• [WHAT THE EXERCISE ASKS]: Lines from the records below that contain the word "terracotta" are to be copied out.

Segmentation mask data
★ ★ ★ ★ ★ ★ ★

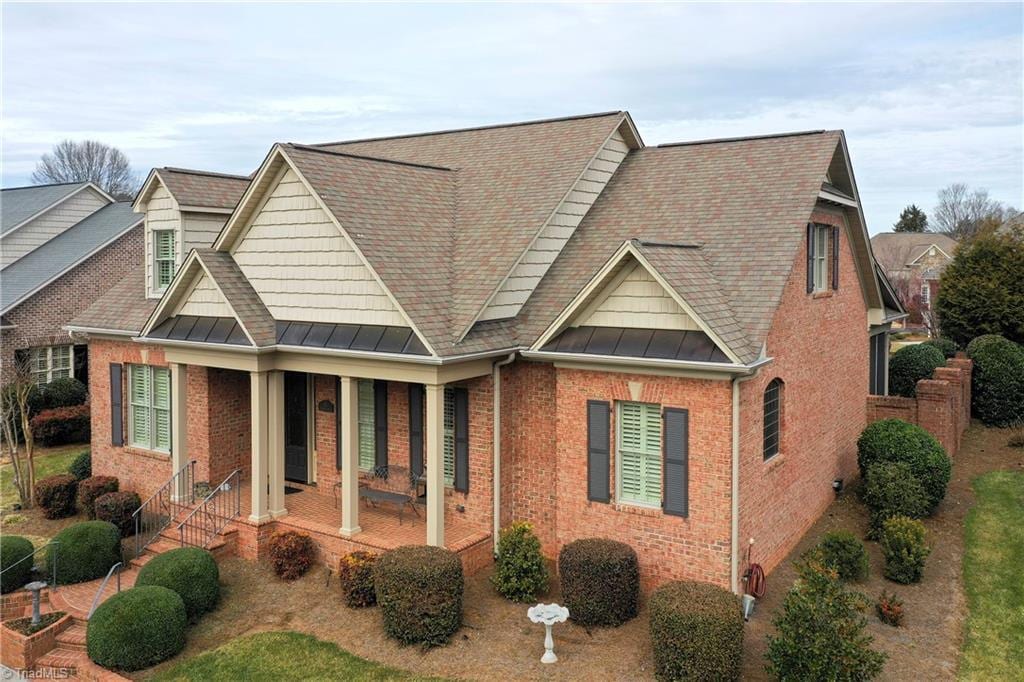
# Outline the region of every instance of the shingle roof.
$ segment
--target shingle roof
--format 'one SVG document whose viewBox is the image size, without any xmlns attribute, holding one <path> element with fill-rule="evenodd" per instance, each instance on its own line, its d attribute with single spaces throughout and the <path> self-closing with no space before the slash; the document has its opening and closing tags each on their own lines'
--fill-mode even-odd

★ ★ ★ ★ ★ ★ ★

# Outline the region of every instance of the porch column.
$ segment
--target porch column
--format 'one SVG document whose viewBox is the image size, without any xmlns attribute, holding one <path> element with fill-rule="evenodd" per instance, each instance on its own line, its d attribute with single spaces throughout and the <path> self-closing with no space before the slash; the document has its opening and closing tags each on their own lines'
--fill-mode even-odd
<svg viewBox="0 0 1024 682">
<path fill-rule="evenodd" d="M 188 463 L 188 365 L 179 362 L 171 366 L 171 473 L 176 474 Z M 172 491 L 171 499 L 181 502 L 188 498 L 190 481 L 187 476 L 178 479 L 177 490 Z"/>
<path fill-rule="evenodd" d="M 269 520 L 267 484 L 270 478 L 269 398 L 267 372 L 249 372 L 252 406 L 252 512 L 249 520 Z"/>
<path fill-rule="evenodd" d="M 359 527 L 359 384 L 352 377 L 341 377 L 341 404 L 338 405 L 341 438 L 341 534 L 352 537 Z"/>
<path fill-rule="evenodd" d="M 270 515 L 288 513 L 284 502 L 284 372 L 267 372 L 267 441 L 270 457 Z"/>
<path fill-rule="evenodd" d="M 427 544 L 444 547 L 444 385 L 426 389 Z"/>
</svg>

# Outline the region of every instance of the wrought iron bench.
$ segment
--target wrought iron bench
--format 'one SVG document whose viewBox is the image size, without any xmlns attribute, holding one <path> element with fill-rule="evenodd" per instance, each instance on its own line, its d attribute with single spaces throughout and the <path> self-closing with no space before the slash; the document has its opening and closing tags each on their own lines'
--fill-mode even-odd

★ ★ ★ ★ ★ ★ ★

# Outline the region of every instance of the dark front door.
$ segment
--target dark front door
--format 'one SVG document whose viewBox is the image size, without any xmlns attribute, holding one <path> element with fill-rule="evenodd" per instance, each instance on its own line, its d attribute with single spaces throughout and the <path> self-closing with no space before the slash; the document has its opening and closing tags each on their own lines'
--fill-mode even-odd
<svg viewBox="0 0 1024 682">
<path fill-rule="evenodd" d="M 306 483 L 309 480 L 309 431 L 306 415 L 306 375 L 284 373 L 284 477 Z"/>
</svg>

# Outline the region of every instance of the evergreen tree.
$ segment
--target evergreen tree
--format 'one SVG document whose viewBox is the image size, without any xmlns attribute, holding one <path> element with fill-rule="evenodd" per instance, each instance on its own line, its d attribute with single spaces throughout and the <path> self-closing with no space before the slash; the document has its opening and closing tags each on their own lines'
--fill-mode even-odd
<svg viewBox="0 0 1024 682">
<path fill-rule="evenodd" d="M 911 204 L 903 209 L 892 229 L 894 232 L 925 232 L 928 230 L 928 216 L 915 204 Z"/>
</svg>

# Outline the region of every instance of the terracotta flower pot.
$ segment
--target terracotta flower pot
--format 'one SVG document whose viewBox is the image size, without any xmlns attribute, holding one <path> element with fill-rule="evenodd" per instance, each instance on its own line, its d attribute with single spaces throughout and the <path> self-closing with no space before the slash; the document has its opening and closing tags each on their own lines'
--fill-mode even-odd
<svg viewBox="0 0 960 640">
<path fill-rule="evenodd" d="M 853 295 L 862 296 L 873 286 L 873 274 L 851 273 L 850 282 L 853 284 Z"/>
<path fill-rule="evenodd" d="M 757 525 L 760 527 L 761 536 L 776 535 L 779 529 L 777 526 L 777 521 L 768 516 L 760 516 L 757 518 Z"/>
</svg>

★ ★ ★ ★ ★ ★ ★

• [YOUR RESPONSE]:
# Outline the region of every instance of the terracotta flower pot.
--target terracotta flower pot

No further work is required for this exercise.